DIRECTION 1
In the blog post about criticism, which magazine received the short story "The Jewel of Creation"?
DIRECTION 2
Please write out the part of the blog post about criticism starting at "Well, I could" and ending at "all I'm saying.".

# START OF TEXT SHOWN

Okay, so I've got a new policy here. No more anonymous posts. If you've got something to say, sign your name to it.

Allow me to explain. Someone apparently didn't appreciate what I said in my last post about taking criticism. They decided to anonymously post a comment about it using a very poorly constructed analogy. I'm not even going to guess at who made it.

Needless to say, I've changed the setting on the blog. You need to have an account here to leave a comment. I don't know if it's possible to post anonymously in a blog with an account. If it is, anonymous comments will be deleted.


But since someone decided to criticize my criticism, let me criticize your criticism in turn.

Am I saying that someone should be happy when they're criticized and told that someone doesn't like what they've done? Heck no! I'm not saying that at all. Criticism does hurt. What I'm saying is that you have a choice of what to do with that criticism.

Let me give you an example from my own life. A few weeks ago, I sent in a short story called "The Jewel of Creation" to The Magazine of Fantasy & Science Fiction. When I came home today, I discovered the SASE that I sent with it and I knew that it wasn't good news.

I was right. In a very short note, the assistant editor informed me that he was going to pass on it. The extent of his criticism was "This tale didn't grab my interest, I'm afraid. Good luck to you with this one, and thank you again for sending it our way."

Did it hurt to get rejected? Yes, it did. So what do I do with this rejection? How do I respond to this gentleman who didn't like my work?

Well, I could write the editor a note informing him that he doesn't get it and argue that my story is better than he thinks, that the people who have read it so far have enjoyed it, and that it deserves another shot. Somehow, though, I don't think that will get me published.

Or I can do what I actually did. I laughed it off since I still believe in my story and I sent it off to a new magazine. It goes in the mail tomorrow. If that magazine rejects it, I'll see what they have to say. If I'm lucky, I'll maybe get some in-depth comments that I can consider, either implementing the suggested changes to make the story better or ignoring them if I disagree. And then I can send it off again and hope for the best.

Taking the criticism personally doesn't help. That's all I'm saying.

2 comments:

fwb3mlyy07io said...
This comment has been removed by a blog administrator.
B. I. Flight said...

Hello again.

I hope you don’t mind me once again turning up and replying to one of your posts. I ran across your rebuttal to my rebuttal, and wanted as before to address some of your points.

For the record, I originally found your site through my own site’s records. Someone followed the link you provided to my main page, and this showed up in my records, leading me back to your blog out of curiosity.

I see that you at least managed to finish the book. I’d have to agree that’s a better time to write a review, myself. You clearly still have a negative view of it, as it merely “annoyed you less” once you were done with it. You do seem to contradict yourself a little though, as you weren’t nearly as annoyed, yet you seem to state that your dislike of the book increases with every exposure. Did you come to tolerate the book more, or hate it more?

# END OF TEXT SHOWN
# START OF DATA PROVIDED

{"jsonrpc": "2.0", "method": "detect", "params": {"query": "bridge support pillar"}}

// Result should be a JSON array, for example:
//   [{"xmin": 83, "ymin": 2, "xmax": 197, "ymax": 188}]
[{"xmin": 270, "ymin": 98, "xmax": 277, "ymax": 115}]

# END OF DATA PROVIDED

TASK RESPONSE 1
The Magazine of Fantasy & Science Fiction.

TASK RESPONSE 2
Well, I could write the editor a note informing him that he doesn't get it and argue that my story is better than he thinks, that the people who have read it so far have enjoyed it, and that it deserves another shot. Somehow, though, I don't think that will get me published.

Or I can do what I actually did. I laughed it off since I still believe in my story and I sent it off to a new magazine. It goes in the mail tomorrow. If that magazine rejects it, I'll see what they have to say. If I'm lucky, I'll maybe get some in-depth comments that I can consider, either implementing the suggested changes to make the story better or ignoring them if I disagree. And then I can send it off again and hope for the best.

Taking the criticism personally doesn't help. That's all I'm saying.